● **STATED GOAL**: Restate the entries below word for word, omitting nothing.

**** EXTRACTED DATA ****

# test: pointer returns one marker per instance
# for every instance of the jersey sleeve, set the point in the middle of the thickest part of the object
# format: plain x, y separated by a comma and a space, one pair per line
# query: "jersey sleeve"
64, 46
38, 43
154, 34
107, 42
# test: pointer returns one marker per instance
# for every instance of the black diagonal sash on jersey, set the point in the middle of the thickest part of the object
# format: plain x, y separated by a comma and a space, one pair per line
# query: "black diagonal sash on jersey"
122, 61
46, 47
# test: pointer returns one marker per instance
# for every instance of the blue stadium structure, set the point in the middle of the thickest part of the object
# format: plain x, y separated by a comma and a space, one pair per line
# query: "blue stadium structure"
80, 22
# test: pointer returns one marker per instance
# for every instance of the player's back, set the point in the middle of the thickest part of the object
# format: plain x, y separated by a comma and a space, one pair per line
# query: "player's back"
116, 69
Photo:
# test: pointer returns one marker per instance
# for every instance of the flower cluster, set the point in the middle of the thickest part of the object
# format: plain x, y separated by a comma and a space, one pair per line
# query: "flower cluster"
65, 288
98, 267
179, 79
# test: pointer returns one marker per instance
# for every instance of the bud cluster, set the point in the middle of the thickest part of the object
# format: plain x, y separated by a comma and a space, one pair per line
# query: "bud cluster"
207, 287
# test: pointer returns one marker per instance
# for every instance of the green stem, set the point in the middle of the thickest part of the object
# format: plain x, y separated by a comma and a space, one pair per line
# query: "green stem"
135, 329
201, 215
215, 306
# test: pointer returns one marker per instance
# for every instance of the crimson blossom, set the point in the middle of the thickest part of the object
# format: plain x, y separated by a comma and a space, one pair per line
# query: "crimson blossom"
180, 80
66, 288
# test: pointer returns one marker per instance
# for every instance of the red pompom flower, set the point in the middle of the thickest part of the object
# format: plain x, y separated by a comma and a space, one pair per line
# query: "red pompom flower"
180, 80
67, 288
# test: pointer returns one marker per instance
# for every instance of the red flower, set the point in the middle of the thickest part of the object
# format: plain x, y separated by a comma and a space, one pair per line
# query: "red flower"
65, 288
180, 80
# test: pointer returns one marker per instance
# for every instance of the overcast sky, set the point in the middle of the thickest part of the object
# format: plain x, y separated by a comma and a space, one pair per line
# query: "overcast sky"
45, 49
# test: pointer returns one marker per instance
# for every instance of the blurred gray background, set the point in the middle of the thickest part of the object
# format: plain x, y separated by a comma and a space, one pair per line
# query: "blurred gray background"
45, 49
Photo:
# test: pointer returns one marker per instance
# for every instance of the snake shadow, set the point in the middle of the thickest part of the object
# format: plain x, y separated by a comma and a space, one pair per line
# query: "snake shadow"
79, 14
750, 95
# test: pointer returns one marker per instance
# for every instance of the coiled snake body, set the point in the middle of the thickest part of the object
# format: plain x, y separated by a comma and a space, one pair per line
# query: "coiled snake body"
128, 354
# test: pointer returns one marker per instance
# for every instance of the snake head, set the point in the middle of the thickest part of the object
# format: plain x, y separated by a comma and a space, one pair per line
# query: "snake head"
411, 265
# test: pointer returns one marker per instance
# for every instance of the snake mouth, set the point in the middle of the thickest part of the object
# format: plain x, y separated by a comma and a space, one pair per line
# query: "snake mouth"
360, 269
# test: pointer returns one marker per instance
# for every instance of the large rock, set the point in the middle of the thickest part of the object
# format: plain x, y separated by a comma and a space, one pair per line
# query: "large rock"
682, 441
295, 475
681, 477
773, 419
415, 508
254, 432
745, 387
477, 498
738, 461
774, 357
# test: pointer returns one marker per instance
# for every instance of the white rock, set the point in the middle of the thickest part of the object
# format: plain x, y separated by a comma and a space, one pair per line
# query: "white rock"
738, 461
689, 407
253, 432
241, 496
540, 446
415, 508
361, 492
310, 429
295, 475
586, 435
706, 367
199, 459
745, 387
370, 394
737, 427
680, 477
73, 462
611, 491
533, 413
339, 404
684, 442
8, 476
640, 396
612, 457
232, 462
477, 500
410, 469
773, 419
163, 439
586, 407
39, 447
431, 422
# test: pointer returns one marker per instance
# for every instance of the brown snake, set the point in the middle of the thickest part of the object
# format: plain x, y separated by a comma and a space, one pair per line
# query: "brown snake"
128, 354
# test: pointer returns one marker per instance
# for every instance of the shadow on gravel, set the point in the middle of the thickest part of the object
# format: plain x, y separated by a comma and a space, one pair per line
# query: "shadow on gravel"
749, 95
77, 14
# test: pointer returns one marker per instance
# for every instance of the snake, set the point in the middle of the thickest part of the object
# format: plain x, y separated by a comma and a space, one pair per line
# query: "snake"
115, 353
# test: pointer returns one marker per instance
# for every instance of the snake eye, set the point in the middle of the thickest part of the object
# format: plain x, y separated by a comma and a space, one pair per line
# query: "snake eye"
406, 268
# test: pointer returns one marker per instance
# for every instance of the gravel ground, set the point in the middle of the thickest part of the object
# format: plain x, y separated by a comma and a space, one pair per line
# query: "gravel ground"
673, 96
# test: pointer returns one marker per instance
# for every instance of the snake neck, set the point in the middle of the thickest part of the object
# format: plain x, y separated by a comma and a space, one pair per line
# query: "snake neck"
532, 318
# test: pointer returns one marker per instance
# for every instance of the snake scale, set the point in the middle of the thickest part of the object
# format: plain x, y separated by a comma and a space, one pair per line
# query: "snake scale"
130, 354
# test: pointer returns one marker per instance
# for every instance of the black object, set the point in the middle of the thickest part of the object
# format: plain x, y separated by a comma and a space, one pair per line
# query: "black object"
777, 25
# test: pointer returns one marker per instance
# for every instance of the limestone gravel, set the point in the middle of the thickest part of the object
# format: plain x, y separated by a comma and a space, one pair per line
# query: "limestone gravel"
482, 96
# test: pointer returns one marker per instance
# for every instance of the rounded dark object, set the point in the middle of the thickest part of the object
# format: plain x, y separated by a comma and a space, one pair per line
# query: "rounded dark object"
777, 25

****

● **RESPONSE BELOW**:
# test: pointer returns one marker per instance
# for every instance of the jersey sleeve, set the point in the middle of the thickest part of the object
# format: plain x, y separated by a comma and a space, one pair per line
# query: "jersey sleeve"
64, 46
38, 43
154, 34
107, 42
# test: pointer returns one marker per instance
# for every instance of the black diagonal sash on jersey, set the point in the middle of the thickest part of the object
# format: plain x, y separated by a comma and a space, one pair per line
# query: "black diagonal sash on jersey"
122, 61
46, 47
# test: pointer returns one marker per instance
# for every instance of the blue stadium structure, set the point in the middle of the thickest part of the object
# format: plain x, y separated by a comma and a space, one pair per line
# query: "blue stadium structure"
80, 22
# test: pointer returns one marker per instance
# for every instance of the player's back, set the point in the middle of the thickest part of the object
# format: plain x, y separated by a comma and a space, one pair per line
# query: "player's back"
116, 69
Photo:
# test: pointer returns one marker per instance
# for every instance of the flower cluster, set the point in the middle of the thickest part of the object
# format: plain x, y separated by a comma and a space, one pair per line
# query: "flower cluster"
65, 288
98, 267
179, 79
# test: pointer returns one marker per instance
# for every instance of the bud cluster, set the point in the middle of the thickest part of the object
# format: plain x, y separated by a comma and a space, one pair per line
# query: "bud cluster"
207, 287
# test: pointer returns one marker per instance
# for every instance of the green stem, set the point in the middle of the thickest part of the object
# format: plain x, y separated by a comma and a space, one pair per line
# query: "green stem"
135, 329
201, 215
215, 306
# test: pointer returns one marker per instance
# for every instance of the crimson blossom, set the point in the middle of the thickest part of the object
# format: plain x, y separated by a comma and a space, one pair per line
# query: "crimson blossom"
180, 80
66, 288
# test: pointer returns one marker per instance
# for every instance of the red pompom flower, set the point in the middle of the thickest part of the object
# format: plain x, y separated by a comma and a space, one pair per line
# query: "red pompom flower"
180, 80
67, 288
# test: pointer returns one marker per instance
# for every instance of the red flower, set the point in the middle of the thickest part of the object
# format: plain x, y separated by a comma and a space, one pair per line
# query: "red flower"
65, 288
180, 80
# test: pointer returns one marker per instance
# for every instance of the overcast sky, set the point in the middle of the thickest part of the object
# format: plain x, y separated by a comma and a space, one pair per line
# query: "overcast sky"
45, 49
# test: pointer returns one marker per instance
# for every instance of the blurred gray background, set the point in the middle of the thickest part of the object
# format: plain x, y separated by a comma and a space, one pair per line
# query: "blurred gray background"
45, 49
Photo:
# test: pointer returns one marker per instance
# for every instance of the snake shadow, set the point in the middle of the thickest part of the object
# format: plain x, y separated by a comma and a space, one pair per line
# query: "snake shadow"
79, 14
750, 95
# test: pointer returns one marker per instance
# for every instance of the coiled snake body, set the point in the middle of the thickest part of the object
# format: plain x, y separated by a comma and a space, one pair per line
# query: "coiled snake body"
128, 354
# test: pointer returns one marker per instance
# for every instance of the snake head, set the point in the middle of the thickest part of the object
# format: plain x, y separated by a comma and a space, one pair per line
# query: "snake head"
411, 265
# test: pointer returns one marker per instance
# for every instance of the snake mouth, set the point in the middle of the thickest part of the object
# format: plain x, y separated by a comma and a space, one pair per line
# query: "snake mouth"
360, 269
# test: pointer returns one marker per instance
# for every instance of the large rock, set the point in the middle of the thickest part of the object
# format: plain x, y separated by a comma and a space, one pair per line
# query: "large rock"
682, 441
295, 475
681, 477
773, 419
415, 508
254, 432
745, 387
477, 498
738, 461
774, 357
# test: pointer returns one marker per instance
# for every instance of the white rock, set the point in the middle of the thickest part of the object
# format: plain x, y separated by a comma and a space, one pair per line
# query: "white rock"
738, 461
689, 407
253, 432
241, 496
540, 446
415, 508
361, 492
310, 429
295, 475
586, 435
706, 367
199, 459
745, 387
370, 394
737, 427
680, 477
73, 462
611, 491
533, 413
339, 404
684, 442
8, 476
640, 396
612, 457
232, 462
477, 500
410, 469
773, 419
163, 439
586, 407
39, 447
431, 422
# test: pointer returns one marker per instance
# for every instance of the brown snake, set the point in the middle of the thickest part of the object
# format: plain x, y separated by a comma and a space, one pair per line
# query: "brown snake"
128, 354
# test: pointer returns one marker per instance
# for every instance of the shadow on gravel, set the point in the middle of the thickest part of the object
# format: plain x, y separated by a comma and a space, one pair per line
# query: "shadow on gravel"
749, 95
77, 14
# test: pointer returns one marker per instance
# for every instance of the snake, set the point in the middle of the thickest part of the object
# format: plain x, y separated by a comma and a space, one pair per line
# query: "snake"
115, 353
# test: pointer returns one marker per instance
# for every instance of the snake eye, set the point in the middle of the thickest part of the object
# format: plain x, y separated by a comma and a space, one pair per line
# query: "snake eye"
406, 268
# test: pointer returns one marker per instance
# for every instance of the gravel ground, set the point in the middle of the thickest part of the object
# format: plain x, y separated by a comma and a space, one pair per line
# query: "gravel ground"
673, 96
# test: pointer returns one marker per instance
# for every instance of the snake neck, set the point in the middle of the thickest part of the object
# format: plain x, y separated by a comma and a space, one pair per line
# query: "snake neck"
532, 318
# test: pointer returns one marker per instance
# for every instance of the snake scale, set the point in the middle of the thickest part of the object
# format: plain x, y separated by a comma and a space, one pair per line
# query: "snake scale"
130, 354
# test: pointer returns one marker per instance
# for every instance of the black object, set the point in the middle of the thickest part of the object
# format: plain x, y separated by a comma and a space, one pair per line
# query: "black object"
777, 25
# test: pointer returns one marker per instance
# for every instance of the limestone gravel, set the point in the middle of the thickest part of the object
# format: plain x, y separated by a comma and a space, one pair per line
# query: "limestone gravel"
482, 96
# test: pointer returns one marker per instance
# for every instance of the rounded dark object, set the point in the middle of the thickest part of the object
# format: plain x, y separated by a comma and a space, one pair per line
# query: "rounded dark object"
777, 25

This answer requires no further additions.